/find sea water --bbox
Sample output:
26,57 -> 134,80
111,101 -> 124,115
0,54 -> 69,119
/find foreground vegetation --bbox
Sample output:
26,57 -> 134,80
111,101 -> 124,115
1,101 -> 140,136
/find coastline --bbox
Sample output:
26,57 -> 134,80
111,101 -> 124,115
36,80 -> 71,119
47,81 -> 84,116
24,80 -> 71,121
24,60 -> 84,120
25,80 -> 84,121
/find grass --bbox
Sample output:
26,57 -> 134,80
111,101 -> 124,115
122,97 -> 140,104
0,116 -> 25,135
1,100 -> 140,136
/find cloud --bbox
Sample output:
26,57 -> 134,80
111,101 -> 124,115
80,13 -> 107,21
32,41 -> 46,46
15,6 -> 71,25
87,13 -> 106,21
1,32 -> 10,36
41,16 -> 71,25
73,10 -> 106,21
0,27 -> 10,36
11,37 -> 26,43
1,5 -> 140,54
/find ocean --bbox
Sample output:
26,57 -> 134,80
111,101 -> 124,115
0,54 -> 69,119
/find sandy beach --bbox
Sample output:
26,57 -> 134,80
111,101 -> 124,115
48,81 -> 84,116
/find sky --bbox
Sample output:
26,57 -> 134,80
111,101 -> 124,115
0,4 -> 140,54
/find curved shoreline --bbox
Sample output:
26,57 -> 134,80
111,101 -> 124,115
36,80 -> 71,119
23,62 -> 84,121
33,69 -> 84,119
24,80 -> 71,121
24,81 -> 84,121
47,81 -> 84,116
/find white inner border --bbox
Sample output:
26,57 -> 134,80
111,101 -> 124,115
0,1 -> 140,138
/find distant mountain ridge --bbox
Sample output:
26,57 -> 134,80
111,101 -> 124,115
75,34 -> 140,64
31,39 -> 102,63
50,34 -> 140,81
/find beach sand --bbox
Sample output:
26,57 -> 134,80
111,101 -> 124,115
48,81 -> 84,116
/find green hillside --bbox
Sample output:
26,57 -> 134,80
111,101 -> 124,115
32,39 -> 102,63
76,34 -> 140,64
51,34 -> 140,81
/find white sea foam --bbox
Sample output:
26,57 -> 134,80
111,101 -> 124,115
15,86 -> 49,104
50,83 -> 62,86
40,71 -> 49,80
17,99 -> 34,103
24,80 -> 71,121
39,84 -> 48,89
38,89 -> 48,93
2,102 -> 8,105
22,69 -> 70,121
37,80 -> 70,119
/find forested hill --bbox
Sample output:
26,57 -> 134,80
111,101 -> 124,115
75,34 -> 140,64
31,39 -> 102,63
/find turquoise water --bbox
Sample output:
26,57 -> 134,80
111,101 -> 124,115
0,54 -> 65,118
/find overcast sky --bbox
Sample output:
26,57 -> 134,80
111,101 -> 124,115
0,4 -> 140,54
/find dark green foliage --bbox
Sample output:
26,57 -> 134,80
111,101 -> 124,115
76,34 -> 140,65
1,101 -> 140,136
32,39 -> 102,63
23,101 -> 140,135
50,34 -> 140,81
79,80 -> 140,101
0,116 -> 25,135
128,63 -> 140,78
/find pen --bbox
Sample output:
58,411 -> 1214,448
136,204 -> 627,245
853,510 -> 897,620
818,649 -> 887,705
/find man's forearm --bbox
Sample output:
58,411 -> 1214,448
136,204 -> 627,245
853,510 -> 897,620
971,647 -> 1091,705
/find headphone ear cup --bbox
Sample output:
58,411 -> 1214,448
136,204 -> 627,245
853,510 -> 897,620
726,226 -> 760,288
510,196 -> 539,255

-*-*-

About this task ->
Nothing in the material should be left out; output it exactly.

Answer to the problem ->
/find sea water --bbox
Sample output:
26,57 -> 134,80
111,101 -> 124,115
0,54 -> 69,119
/find foreground vegetation --bbox
Sample output:
26,57 -> 134,80
111,101 -> 124,115
1,101 -> 140,136
/find coastline --bbox
Sample output:
26,57 -> 134,80
111,101 -> 124,115
36,80 -> 71,119
47,81 -> 84,116
24,80 -> 71,121
24,60 -> 84,120
25,80 -> 84,121
/find grass --bbox
Sample output:
26,57 -> 134,80
111,101 -> 124,115
122,97 -> 140,104
0,116 -> 25,135
1,100 -> 140,136
/find cloud --bbox
Sample output:
26,57 -> 134,80
111,101 -> 124,115
80,13 -> 107,21
32,41 -> 46,46
15,6 -> 71,25
87,13 -> 106,21
1,32 -> 10,36
41,16 -> 71,25
73,10 -> 106,21
0,27 -> 10,36
11,37 -> 26,43
1,5 -> 140,54
/find ocean --bbox
Sample output:
26,57 -> 134,80
111,101 -> 124,115
0,54 -> 69,119
/find sandy beach --bbox
Sample output:
26,57 -> 134,80
111,101 -> 124,115
48,81 -> 84,116
/find sky --bbox
Sample output:
26,57 -> 134,80
111,101 -> 124,115
0,4 -> 140,54
/find curved shoreline --bbox
Sample output:
26,57 -> 134,80
111,101 -> 124,115
36,80 -> 71,119
23,62 -> 84,121
33,69 -> 84,119
24,80 -> 71,121
24,81 -> 84,121
47,81 -> 84,116
/find white inner border --bbox
Sample output:
26,57 -> 134,80
111,101 -> 124,115
0,1 -> 140,138
/find distant mountain ridge --bbox
Sample output:
26,57 -> 134,80
111,101 -> 124,115
75,34 -> 140,64
31,39 -> 102,63
50,34 -> 140,81
/find beach sand --bbox
Sample output:
26,57 -> 134,80
111,101 -> 124,115
48,81 -> 84,116
/find green hillside --bbox
Sample output:
26,57 -> 134,80
111,101 -> 124,115
32,39 -> 102,63
76,34 -> 140,64
51,34 -> 140,81
/find white sea foam --bbox
Sample output:
26,57 -> 134,80
111,101 -> 124,115
15,86 -> 49,104
50,83 -> 62,86
40,71 -> 49,80
17,99 -> 34,103
24,80 -> 71,121
39,84 -> 48,89
38,89 -> 48,93
2,102 -> 8,105
22,69 -> 70,121
37,80 -> 70,119
/find forested hill --bbox
Sample output:
26,57 -> 134,80
111,101 -> 124,115
75,34 -> 140,64
31,39 -> 102,63
/find turquoise water --bbox
Sample output:
26,57 -> 134,80
111,101 -> 124,115
0,54 -> 65,118
/find overcast sky --bbox
Sample output:
26,57 -> 134,80
111,101 -> 124,115
0,4 -> 140,54
/find dark green foliage --bbox
Sample output:
26,57 -> 134,80
111,101 -> 124,115
76,34 -> 140,65
1,101 -> 140,136
32,39 -> 102,63
23,101 -> 140,135
50,34 -> 140,81
79,80 -> 140,101
0,116 -> 25,135
128,63 -> 140,78
/find pen --bbox
Sample output:
58,411 -> 1214,448
136,204 -> 627,245
853,510 -> 897,620
818,649 -> 887,705
/find man's forearm --bbox
Sample output:
58,411 -> 1214,448
136,204 -> 627,245
853,510 -> 897,620
971,647 -> 1091,705
/find headphone ear cup --bbox
Sample output:
58,411 -> 1214,448
136,204 -> 627,245
853,510 -> 897,620
726,226 -> 760,288
510,196 -> 539,255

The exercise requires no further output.